**Brief:** Where the records below reach the line containing "GET /bbox?q=grey cloud", start transcribing, and end with the line containing "Basketball game film review: mark the red", exactly and with nothing else added.

-------- Data under study

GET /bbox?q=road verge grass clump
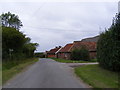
[75,65,119,88]
[51,58,97,63]
[2,58,38,84]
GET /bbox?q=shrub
[34,53,45,58]
[97,13,120,71]
[2,26,39,60]
[71,47,90,61]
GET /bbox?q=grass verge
[51,58,97,63]
[2,58,38,84]
[74,64,119,88]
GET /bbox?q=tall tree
[1,12,23,30]
[2,27,26,59]
[2,12,39,60]
[23,43,39,57]
[97,13,120,71]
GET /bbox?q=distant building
[46,46,62,58]
[46,35,98,60]
[71,41,97,59]
[56,43,73,60]
[57,41,97,60]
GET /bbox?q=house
[81,35,99,42]
[70,41,97,59]
[46,46,61,58]
[56,43,73,60]
[57,41,97,60]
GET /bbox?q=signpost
[9,49,13,59]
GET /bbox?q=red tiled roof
[70,41,96,51]
[58,43,73,53]
[47,47,61,54]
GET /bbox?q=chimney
[59,46,61,48]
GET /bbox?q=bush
[34,53,45,58]
[97,13,120,71]
[2,26,39,60]
[2,27,26,60]
[71,47,90,61]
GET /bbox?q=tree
[71,46,90,61]
[34,52,45,58]
[23,43,39,57]
[2,26,39,60]
[97,13,120,71]
[2,12,39,60]
[1,12,23,30]
[2,27,26,59]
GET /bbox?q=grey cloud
[0,2,118,52]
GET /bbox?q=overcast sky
[0,0,119,52]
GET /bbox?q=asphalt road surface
[3,58,89,88]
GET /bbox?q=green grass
[75,64,119,88]
[2,58,38,84]
[51,58,97,63]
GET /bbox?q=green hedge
[97,13,120,71]
[71,47,90,61]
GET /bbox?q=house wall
[57,52,96,60]
[57,52,71,60]
[47,54,56,58]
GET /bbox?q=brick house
[56,43,73,59]
[81,35,99,42]
[46,46,61,58]
[57,41,97,60]
[70,41,97,59]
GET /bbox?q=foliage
[2,27,26,60]
[2,27,39,60]
[97,13,120,71]
[34,52,45,58]
[23,43,39,58]
[2,12,39,61]
[71,46,90,61]
[1,12,23,30]
[2,27,26,51]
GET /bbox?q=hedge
[97,13,120,71]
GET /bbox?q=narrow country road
[3,58,89,88]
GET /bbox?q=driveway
[3,58,90,88]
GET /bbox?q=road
[3,58,89,88]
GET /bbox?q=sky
[0,0,119,52]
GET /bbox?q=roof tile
[47,47,61,54]
[58,43,73,52]
[70,41,96,51]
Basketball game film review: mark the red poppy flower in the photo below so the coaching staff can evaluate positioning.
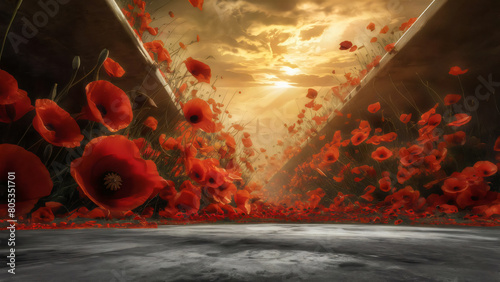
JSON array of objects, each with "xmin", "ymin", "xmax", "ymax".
[
  {"xmin": 159, "ymin": 180, "xmax": 176, "ymax": 200},
  {"xmin": 438, "ymin": 204, "xmax": 459, "ymax": 214},
  {"xmin": 186, "ymin": 158, "xmax": 208, "ymax": 184},
  {"xmin": 384, "ymin": 43, "xmax": 396, "ymax": 53},
  {"xmin": 219, "ymin": 132, "xmax": 236, "ymax": 153},
  {"xmin": 173, "ymin": 189, "xmax": 200, "ymax": 214},
  {"xmin": 31, "ymin": 207, "xmax": 55, "ymax": 223},
  {"xmin": 184, "ymin": 57, "xmax": 211, "ymax": 84},
  {"xmin": 367, "ymin": 102, "xmax": 381, "ymax": 113},
  {"xmin": 351, "ymin": 165, "xmax": 375, "ymax": 182},
  {"xmin": 133, "ymin": 138, "xmax": 160, "ymax": 159},
  {"xmin": 417, "ymin": 106, "xmax": 435, "ymax": 125},
  {"xmin": 372, "ymin": 146, "xmax": 393, "ymax": 161},
  {"xmin": 188, "ymin": 0, "xmax": 204, "ymax": 10},
  {"xmin": 103, "ymin": 58, "xmax": 126, "ymax": 78},
  {"xmin": 449, "ymin": 66, "xmax": 468, "ymax": 76},
  {"xmin": 441, "ymin": 177, "xmax": 469, "ymax": 194},
  {"xmin": 70, "ymin": 135, "xmax": 167, "ymax": 211},
  {"xmin": 427, "ymin": 114, "xmax": 442, "ymax": 127},
  {"xmin": 134, "ymin": 0, "xmax": 146, "ymax": 11},
  {"xmin": 0, "ymin": 89, "xmax": 33, "ymax": 123},
  {"xmin": 33, "ymin": 99, "xmax": 84, "ymax": 148},
  {"xmin": 379, "ymin": 177, "xmax": 391, "ymax": 192},
  {"xmin": 399, "ymin": 18, "xmax": 417, "ymax": 31},
  {"xmin": 143, "ymin": 40, "xmax": 172, "ymax": 66},
  {"xmin": 0, "ymin": 70, "xmax": 23, "ymax": 105},
  {"xmin": 397, "ymin": 167, "xmax": 414, "ymax": 184},
  {"xmin": 370, "ymin": 37, "xmax": 378, "ymax": 43},
  {"xmin": 143, "ymin": 116, "xmax": 158, "ymax": 131},
  {"xmin": 339, "ymin": 41, "xmax": 353, "ymax": 50},
  {"xmin": 203, "ymin": 203, "xmax": 224, "ymax": 214},
  {"xmin": 0, "ymin": 144, "xmax": 53, "ymax": 216},
  {"xmin": 351, "ymin": 131, "xmax": 369, "ymax": 146},
  {"xmin": 456, "ymin": 183, "xmax": 489, "ymax": 208},
  {"xmin": 322, "ymin": 147, "xmax": 339, "ymax": 164},
  {"xmin": 444, "ymin": 131, "xmax": 466, "ymax": 146},
  {"xmin": 168, "ymin": 11, "xmax": 174, "ymax": 17},
  {"xmin": 82, "ymin": 81, "xmax": 133, "ymax": 132},
  {"xmin": 306, "ymin": 88, "xmax": 318, "ymax": 99},
  {"xmin": 205, "ymin": 167, "xmax": 226, "ymax": 189},
  {"xmin": 242, "ymin": 137, "xmax": 253, "ymax": 148},
  {"xmin": 495, "ymin": 137, "xmax": 500, "ymax": 151},
  {"xmin": 235, "ymin": 190, "xmax": 251, "ymax": 214},
  {"xmin": 367, "ymin": 22, "xmax": 375, "ymax": 31},
  {"xmin": 380, "ymin": 25, "xmax": 389, "ymax": 34},
  {"xmin": 483, "ymin": 204, "xmax": 500, "ymax": 218},
  {"xmin": 159, "ymin": 134, "xmax": 179, "ymax": 150},
  {"xmin": 388, "ymin": 186, "xmax": 423, "ymax": 209},
  {"xmin": 205, "ymin": 182, "xmax": 236, "ymax": 204},
  {"xmin": 380, "ymin": 132, "xmax": 397, "ymax": 143},
  {"xmin": 473, "ymin": 161, "xmax": 498, "ymax": 177},
  {"xmin": 447, "ymin": 113, "xmax": 471, "ymax": 127},
  {"xmin": 443, "ymin": 94, "xmax": 461, "ymax": 105},
  {"xmin": 399, "ymin": 113, "xmax": 412, "ymax": 123},
  {"xmin": 305, "ymin": 100, "xmax": 315, "ymax": 109},
  {"xmin": 399, "ymin": 145, "xmax": 424, "ymax": 166},
  {"xmin": 461, "ymin": 167, "xmax": 480, "ymax": 183},
  {"xmin": 182, "ymin": 98, "xmax": 216, "ymax": 132}
]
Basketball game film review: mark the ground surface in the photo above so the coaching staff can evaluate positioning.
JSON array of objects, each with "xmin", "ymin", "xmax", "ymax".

----------------

**Output below:**
GET /bbox?q=grey cloud
[0,2,118,52]
GET /bbox?q=overcast sky
[0,0,119,52]
GET /bbox?q=asphalt road surface
[3,58,89,88]
GET /bbox?q=green grass
[75,64,119,88]
[2,58,38,84]
[51,58,97,63]
GET /bbox?q=green hedge
[97,13,120,71]
[71,47,90,61]
GET /bbox?q=house wall
[57,52,96,60]
[57,52,71,60]
[47,54,56,58]
GET /bbox?q=brick house
[56,43,73,59]
[81,35,99,42]
[46,46,61,58]
[57,41,97,60]
[70,41,97,59]
GET /bbox?q=foliage
[2,27,26,60]
[2,27,39,60]
[97,13,120,71]
[34,52,45,58]
[23,43,39,58]
[2,12,39,61]
[71,46,90,61]
[1,12,23,30]
[2,27,26,51]
GET /bbox?q=hedge
[97,13,120,71]
GET /bbox?q=narrow country road
[3,58,89,88]
GET /bbox?q=driveway
[3,58,90,88]
GET /bbox?q=road
[3,58,89,88]
GET /bbox?q=sky
[0,0,119,52]
GET /bbox?q=roof tile
[47,47,61,54]
[58,43,73,52]
[70,41,96,51]
Basketball game film review: mark the red poppy flower in the photo below so the coaching staff can evaluate positioning.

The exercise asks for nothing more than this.